[Extrait fourni]

======

Histoire
Le Père Lachaise fête son bicentenaire
(Photo : AFP)
Après la Tour Eiffel, le Louvre et Notre-Dame, le Père Lachaise est le site touristique le plus visité à Paris. C'est aussi le cimetière le plus visité au monde. Les sépultures s’y bousculent en un étrange labyrinthe, la verdure y foisonne, reprenant quelquefois ses droits sur une pierre qui s’enfonce. «Dans ce site classé, tous les monuments funéraires antérieurs à 1900, c’est-à-dire environ 30 000, sont inscrits à l’inventaire des monuments historiques» rappelle Christian Charlet, conseiller culturel du service central des cimetières. Toutes les religions du monde, toutes les civilisations, cultures et philosophies sont représentées dans cet enclos magique. Faut-il être mort pour que tout soit réconcilié? «Le jardin cimetière» ne manque ni d’intérêt ni de pittoresque.
C’est sur une des sept collines de Paris, celle de Champ-l’Evêque, que fut implanté voici 200 ans le cimetière paysager que visitent chaque année deux millions de personnes. Au Moyen-âge y poussent la vigne, les légumes et les céréales, puis au XVe siècle, la propriété est rachetée par un riche commerçant en épices, Régnault de Wandonne, qui se fait construire une petite maison de villégiature, blottie sous les feuillages, la Folie Régnault. Au fil des ans, le domaine change de propriétaire. Au XVIIe, la maison devient un lieu de convalescence et de repos pour les pères jésuites.
Le Père Lachaise y possède un appartement lorsqu’il devient, en 1675, le confesseur du roi Louis XIV. Agrandie, embellie, plantée d’essences rares, agrémentée d’une orangerie et de pièces d’eau, la propriété est coquette et séduisante, elle attire les courtisans aux fêtes que donne le frère du père jésuite, le Comte de Lachaise. Puis, en raison d’une dette impayée, la compagnie de Jésus est obligée de céder le domaine. Le dernier propriétaire, Jacques Baron, lui-même ruiné par la Révolution et l’Empire, cède les 17 hectares de l’époque au préfet de la Seine, Nicolas Frochot, au nom de la ville de Paris.

======

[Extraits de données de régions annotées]
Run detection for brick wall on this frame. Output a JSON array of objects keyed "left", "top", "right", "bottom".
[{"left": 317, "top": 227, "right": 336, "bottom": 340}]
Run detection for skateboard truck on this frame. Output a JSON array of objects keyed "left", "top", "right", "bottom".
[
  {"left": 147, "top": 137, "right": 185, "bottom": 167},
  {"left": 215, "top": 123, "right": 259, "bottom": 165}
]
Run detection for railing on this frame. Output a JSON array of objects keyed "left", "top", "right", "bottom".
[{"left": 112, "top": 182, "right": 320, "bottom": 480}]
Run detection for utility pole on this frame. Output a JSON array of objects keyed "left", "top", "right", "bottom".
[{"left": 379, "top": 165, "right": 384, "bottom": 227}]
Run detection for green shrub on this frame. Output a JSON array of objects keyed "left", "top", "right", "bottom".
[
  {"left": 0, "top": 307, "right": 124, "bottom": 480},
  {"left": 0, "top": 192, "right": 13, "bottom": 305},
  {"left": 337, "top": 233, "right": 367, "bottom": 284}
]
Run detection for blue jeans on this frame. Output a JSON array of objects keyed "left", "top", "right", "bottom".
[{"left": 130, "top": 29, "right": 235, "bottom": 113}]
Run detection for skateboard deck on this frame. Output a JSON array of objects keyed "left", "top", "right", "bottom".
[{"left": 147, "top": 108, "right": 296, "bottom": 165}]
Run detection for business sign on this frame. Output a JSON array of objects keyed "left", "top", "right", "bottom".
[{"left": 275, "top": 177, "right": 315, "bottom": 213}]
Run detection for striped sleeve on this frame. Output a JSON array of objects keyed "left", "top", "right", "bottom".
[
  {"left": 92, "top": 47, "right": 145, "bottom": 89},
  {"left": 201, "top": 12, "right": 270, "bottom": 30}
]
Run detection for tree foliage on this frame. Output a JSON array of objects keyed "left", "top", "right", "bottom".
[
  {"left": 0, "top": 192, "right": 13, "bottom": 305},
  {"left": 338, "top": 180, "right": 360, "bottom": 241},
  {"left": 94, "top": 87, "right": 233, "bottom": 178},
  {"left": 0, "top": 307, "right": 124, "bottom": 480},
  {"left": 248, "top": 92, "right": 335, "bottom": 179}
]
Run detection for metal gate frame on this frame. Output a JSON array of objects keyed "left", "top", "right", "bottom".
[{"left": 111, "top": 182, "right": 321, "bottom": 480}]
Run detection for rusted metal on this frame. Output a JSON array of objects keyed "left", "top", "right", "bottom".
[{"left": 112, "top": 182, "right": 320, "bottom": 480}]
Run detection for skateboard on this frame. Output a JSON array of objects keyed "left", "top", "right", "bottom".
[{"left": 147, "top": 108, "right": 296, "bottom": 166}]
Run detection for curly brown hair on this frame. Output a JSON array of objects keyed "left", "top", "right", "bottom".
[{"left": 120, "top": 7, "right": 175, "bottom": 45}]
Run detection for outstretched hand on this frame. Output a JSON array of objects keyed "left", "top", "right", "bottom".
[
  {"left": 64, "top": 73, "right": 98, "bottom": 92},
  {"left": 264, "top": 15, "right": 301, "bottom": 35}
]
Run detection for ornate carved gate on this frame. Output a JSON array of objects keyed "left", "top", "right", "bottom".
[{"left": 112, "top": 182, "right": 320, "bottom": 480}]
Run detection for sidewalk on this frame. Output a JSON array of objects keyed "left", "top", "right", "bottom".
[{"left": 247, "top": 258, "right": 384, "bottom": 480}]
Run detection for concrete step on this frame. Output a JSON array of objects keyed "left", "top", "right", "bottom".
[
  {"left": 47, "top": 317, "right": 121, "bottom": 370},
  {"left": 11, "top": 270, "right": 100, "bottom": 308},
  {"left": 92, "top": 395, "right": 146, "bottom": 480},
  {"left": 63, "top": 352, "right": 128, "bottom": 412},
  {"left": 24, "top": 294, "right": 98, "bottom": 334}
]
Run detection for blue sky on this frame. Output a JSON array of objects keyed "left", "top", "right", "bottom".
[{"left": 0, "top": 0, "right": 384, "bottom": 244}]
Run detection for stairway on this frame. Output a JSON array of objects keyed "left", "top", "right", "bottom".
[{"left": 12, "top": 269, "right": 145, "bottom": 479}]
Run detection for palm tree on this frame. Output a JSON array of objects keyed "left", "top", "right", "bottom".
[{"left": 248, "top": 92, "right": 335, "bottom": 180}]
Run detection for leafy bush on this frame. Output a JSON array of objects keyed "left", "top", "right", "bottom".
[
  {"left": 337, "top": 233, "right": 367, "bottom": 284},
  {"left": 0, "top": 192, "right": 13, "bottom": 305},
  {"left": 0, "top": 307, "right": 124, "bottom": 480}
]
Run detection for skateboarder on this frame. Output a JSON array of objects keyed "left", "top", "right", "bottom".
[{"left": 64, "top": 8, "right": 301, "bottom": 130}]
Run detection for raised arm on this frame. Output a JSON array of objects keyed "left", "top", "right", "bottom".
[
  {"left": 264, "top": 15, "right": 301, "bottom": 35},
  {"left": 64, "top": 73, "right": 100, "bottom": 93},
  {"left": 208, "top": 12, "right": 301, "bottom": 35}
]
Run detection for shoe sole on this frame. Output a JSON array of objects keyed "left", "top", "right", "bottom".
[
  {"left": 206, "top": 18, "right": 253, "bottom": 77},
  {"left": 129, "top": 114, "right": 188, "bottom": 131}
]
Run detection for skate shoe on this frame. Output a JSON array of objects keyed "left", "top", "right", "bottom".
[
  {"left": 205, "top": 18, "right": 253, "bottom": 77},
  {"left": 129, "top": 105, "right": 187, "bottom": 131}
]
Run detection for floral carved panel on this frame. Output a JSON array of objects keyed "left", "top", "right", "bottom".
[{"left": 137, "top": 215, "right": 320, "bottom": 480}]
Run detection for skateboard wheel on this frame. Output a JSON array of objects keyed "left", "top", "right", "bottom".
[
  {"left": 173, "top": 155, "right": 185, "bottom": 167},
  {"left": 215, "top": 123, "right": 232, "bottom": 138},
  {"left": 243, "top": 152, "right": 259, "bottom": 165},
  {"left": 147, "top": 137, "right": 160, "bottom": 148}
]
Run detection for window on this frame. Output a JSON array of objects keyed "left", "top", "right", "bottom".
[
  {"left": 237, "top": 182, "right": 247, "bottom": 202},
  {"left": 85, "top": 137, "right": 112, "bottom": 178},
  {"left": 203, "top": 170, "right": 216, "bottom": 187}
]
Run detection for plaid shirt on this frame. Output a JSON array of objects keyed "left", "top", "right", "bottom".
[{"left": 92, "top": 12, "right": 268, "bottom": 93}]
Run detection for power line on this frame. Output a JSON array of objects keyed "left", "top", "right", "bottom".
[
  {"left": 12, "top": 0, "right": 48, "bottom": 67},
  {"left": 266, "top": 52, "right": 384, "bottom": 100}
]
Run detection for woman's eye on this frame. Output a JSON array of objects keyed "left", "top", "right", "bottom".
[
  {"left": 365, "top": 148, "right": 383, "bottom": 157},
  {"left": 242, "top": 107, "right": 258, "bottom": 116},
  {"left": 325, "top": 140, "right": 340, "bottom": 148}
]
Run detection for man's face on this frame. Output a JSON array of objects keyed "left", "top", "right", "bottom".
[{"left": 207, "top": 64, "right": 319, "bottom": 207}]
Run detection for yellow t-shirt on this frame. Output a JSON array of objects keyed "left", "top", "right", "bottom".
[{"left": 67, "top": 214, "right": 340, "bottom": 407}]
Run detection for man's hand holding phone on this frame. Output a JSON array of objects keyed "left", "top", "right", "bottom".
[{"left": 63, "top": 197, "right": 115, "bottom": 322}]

======

[Consigne écrite A] Reproduisez fidèlement le passage du texte sur le Père Lachaise qui va de « Le Père Lachaise y » jusqu'à « ville de Paris. » inclus.
[Consigne écrite B] Indiquez par oui ou par non si chacune de ces affirmations concorde avec le texte sur le Père Lachaise, en citant à l'identique les mots du texte qui tranchent : (i) le Père Lachaise est le cimetière le plus visité au monde ; (ii) le Père Lachaise devient le confesseur de Louis XIV en 1685 ; (iii) Jacques Baron cède le domaine au préfet de la Seine.
Appuyez-vous uniquement sur le texte.

[Résultat final A]
Le Père Lachaise y possède un appartement lorsqu’il devient, en 1675, le confesseur du roi Louis XIV. Agrandie, embellie, plantée d’essences rares, agrémentée d’une orangerie et de pièces d’eau, la propriété est coquette et séduisante, elle attire les courtisans aux fêtes que donne le frère du père jésuite, le Comte de Lachaise. Puis, en raison d’une dette impayée, la compagnie de Jésus est obligée de céder le domaine. Le dernier propriétaire, Jacques Baron, lui-même ruiné par la Révolution et l’Empire, cède les 17 hectares de l’époque au préfet de la Seine, Nicolas Frochot, au nom de la ville de Paris.

[Résultat final B]
(i) Oui : « C'est aussi le cimetière le plus visité au monde. »
(ii) Non : « lorsqu’il devient, en 1675, le confesseur du roi Louis XIV »
(iii) Oui : « Le dernier propriétaire, Jacques Baron, lui-même ruiné par la Révolution et l’Empire, cède les 17 hectares de l’époque au préfet de la Seine, Nicolas Frochot »